■ **Короткая задача**
Верните каждую строку записей ниже, в которой есть слово «each», учитывая регистр букв.

[Записи набора данных]
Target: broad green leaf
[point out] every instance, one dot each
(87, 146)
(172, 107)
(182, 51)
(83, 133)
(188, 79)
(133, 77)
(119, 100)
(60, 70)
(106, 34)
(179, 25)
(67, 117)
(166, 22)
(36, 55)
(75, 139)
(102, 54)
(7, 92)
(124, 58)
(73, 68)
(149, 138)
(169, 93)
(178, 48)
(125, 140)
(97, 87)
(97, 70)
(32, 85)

■ **Результат**
[point out] every instance, one dot each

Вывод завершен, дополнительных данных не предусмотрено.